TASKS TO CARRY OUT:
a) In the passage on S2 spatial search below, translate this sentence into Spanish: "This pattern turns a spatial query into an index-friendly range scan with a secondary filter."
b) According to the passage on S2 spatial search below, at what level is the precomputed s2_cell_id column stored for each restaurant?

═════ TEXT TO READ

At Uber's scale (tens of millions of active drivers/riders), the S2-inspired approach processes millions of spatial queries per second across their fleet. The cell ID lookup is so cheap that the bottleneck is always the database, never the spatial math.

Real-World Architecture Pattern

Here is how a food delivery app might use S2 for restaurant search:

Store each restaurant with its lat, lng, and a precomputed s2_cell_id column at level 14. Create a composite index on (s2_cell_id, cuisine_type). When a user searches for "pizza within 3 km," compute an S2 covering for the 3 km radius, then issue queries like WHERE s2_cell_id BETWEEN ? AND ? AND cuisine_type = 'pizza' for each covering cell. Merge results, compute exact distances from the user's location, filter out any points outside the true 3 km radius, and sort by distance.

This pattern turns a spatial query into an index-friendly range scan with a secondary filter. It scales to billions of points without special spatial indexes, works on any database backend, and is exactly what Google does internally with Spanner for location-aware services.

══════════
═════ SOURCE MATERIAL

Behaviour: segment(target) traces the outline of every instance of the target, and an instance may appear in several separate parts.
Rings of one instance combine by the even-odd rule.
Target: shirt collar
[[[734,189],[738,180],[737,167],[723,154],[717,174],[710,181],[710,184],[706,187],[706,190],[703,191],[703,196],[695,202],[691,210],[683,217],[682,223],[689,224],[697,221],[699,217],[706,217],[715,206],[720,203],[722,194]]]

══════════

TASK-BY-TASK RESULTS:
a) Este patrón convierte una consulta espacial en un escaneo de rango apto para índices con un filtro secundario.

b) Level 14.